(PROVIDED DATA):
--------------------------------------------------
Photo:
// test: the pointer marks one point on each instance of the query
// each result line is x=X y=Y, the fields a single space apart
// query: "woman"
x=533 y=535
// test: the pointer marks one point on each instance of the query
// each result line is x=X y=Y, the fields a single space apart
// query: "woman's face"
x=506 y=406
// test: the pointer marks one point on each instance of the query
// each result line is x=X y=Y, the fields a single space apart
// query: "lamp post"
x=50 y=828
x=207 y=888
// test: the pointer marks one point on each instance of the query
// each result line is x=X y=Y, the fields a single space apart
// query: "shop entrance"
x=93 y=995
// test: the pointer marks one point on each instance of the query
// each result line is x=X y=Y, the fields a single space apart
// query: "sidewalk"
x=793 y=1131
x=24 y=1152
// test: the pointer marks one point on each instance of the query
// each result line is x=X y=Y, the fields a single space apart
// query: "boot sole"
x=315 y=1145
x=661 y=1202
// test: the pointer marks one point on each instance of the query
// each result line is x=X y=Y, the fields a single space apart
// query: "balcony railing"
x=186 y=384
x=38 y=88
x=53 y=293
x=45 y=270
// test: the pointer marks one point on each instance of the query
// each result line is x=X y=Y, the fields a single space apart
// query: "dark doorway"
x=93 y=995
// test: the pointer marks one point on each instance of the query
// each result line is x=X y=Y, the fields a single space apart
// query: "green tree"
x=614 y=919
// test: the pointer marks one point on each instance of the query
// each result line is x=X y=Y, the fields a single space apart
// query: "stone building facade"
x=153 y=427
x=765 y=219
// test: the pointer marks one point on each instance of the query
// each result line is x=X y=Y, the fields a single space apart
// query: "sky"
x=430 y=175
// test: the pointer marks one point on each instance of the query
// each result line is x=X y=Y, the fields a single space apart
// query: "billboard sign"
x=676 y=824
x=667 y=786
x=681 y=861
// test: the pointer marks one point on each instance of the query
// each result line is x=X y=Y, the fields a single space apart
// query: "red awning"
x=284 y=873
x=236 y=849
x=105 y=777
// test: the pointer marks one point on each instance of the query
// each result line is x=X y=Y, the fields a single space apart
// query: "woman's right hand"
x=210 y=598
--------------------------------------------------
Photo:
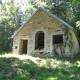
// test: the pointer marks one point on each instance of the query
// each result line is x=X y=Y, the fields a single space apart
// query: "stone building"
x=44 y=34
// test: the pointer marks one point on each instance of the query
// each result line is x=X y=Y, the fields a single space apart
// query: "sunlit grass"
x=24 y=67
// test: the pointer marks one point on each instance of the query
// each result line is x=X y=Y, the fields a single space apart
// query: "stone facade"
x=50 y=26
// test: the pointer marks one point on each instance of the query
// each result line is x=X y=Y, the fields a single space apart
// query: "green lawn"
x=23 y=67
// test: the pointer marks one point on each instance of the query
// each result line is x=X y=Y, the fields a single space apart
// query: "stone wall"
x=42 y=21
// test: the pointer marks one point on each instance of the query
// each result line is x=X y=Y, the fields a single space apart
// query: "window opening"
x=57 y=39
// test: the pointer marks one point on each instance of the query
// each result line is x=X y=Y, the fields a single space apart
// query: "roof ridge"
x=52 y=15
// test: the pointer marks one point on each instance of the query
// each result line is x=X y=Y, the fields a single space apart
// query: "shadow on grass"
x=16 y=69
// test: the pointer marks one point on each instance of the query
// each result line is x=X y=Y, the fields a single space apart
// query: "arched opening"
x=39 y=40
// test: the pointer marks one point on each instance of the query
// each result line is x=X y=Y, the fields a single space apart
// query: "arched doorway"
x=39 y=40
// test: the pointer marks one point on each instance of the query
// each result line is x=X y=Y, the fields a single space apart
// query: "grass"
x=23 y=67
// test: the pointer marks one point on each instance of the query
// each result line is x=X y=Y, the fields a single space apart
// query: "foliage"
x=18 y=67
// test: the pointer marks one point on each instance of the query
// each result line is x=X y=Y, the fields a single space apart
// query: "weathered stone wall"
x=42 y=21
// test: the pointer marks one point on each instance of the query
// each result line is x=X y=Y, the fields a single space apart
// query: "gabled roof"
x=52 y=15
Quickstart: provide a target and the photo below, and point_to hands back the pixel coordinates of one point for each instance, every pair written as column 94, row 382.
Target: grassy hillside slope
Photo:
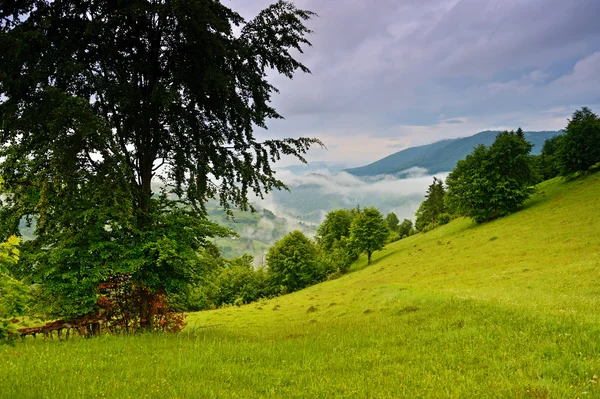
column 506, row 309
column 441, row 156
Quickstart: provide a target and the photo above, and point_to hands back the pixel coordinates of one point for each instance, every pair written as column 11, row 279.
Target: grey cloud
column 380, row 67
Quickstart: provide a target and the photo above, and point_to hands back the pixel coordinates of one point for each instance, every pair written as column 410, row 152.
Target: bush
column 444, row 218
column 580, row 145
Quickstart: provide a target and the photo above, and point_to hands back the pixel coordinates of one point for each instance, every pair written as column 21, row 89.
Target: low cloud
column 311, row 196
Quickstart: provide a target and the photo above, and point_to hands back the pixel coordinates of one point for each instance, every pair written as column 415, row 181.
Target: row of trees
--------------------------------------------------
(TASK OBJECTIVE):
Every line of the material above that has the string "Quickstart" needs pulling out.

(ANSWER TO THE PROBLEM):
Quickstart: provide a target and the photo below, and point_to hands back the pixel coordinates of one point for each instance, every pair written as column 94, row 382.
Quickstart: provide a target and the photo above, and point_to hands back the pixel coordinates of one point for each instance, every pair written as column 11, row 279.
Quickstart: provide a target and the photo above, and point_to hands back the pixel coordinates of one point for each instance, every pair written as column 410, row 152.
Quickstart: provide a target and the photo above, and point_to hands back the pixel coordinates of one point for each instance, every pair written as column 21, row 89.
Quickstart: provide a target and the photo above, and point_to hands back the pixel coordinates of one point for each instance, every pair written as column 415, row 181.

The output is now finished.